## Objetivo
Mostre cada linha das entradas que contenha a palavra "query". Diferencie maiúsculas de minúsculas.

======

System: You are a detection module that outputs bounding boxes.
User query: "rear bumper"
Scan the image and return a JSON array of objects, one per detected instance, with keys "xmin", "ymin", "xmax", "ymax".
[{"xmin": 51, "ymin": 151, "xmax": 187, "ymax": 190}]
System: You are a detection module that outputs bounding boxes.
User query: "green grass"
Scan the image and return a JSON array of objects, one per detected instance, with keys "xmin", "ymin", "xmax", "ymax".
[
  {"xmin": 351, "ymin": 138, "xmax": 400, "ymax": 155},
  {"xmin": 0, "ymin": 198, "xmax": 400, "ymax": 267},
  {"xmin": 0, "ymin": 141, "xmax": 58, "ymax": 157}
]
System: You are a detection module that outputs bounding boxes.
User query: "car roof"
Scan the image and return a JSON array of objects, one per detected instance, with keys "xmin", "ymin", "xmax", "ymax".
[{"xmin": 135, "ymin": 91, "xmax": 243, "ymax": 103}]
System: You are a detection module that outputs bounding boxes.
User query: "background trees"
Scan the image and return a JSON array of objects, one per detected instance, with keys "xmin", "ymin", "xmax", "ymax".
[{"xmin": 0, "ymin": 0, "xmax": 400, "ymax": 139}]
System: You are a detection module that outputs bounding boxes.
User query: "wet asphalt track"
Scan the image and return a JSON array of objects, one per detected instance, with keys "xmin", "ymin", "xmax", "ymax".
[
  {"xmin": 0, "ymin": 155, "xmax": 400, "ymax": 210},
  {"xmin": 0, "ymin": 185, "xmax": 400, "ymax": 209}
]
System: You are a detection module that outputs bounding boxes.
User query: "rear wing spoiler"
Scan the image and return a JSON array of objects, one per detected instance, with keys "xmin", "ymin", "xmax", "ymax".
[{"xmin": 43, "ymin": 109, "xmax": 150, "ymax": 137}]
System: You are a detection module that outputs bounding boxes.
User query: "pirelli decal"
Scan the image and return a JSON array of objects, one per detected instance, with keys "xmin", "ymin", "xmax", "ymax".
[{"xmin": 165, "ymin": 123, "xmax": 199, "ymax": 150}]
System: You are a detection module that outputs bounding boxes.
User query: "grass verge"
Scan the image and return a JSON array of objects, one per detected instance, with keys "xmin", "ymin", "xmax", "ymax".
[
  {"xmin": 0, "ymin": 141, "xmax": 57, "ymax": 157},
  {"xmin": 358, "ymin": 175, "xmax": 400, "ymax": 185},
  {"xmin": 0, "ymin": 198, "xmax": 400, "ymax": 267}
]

======

## Tarefa concluída
User query: "rear bumper"
User query: "green grass"
User query: "car roof"
User query: "background trees"
User query: "wet asphalt track"
User query: "rear wing spoiler"
User query: "pirelli decal"
User query: "grass verge"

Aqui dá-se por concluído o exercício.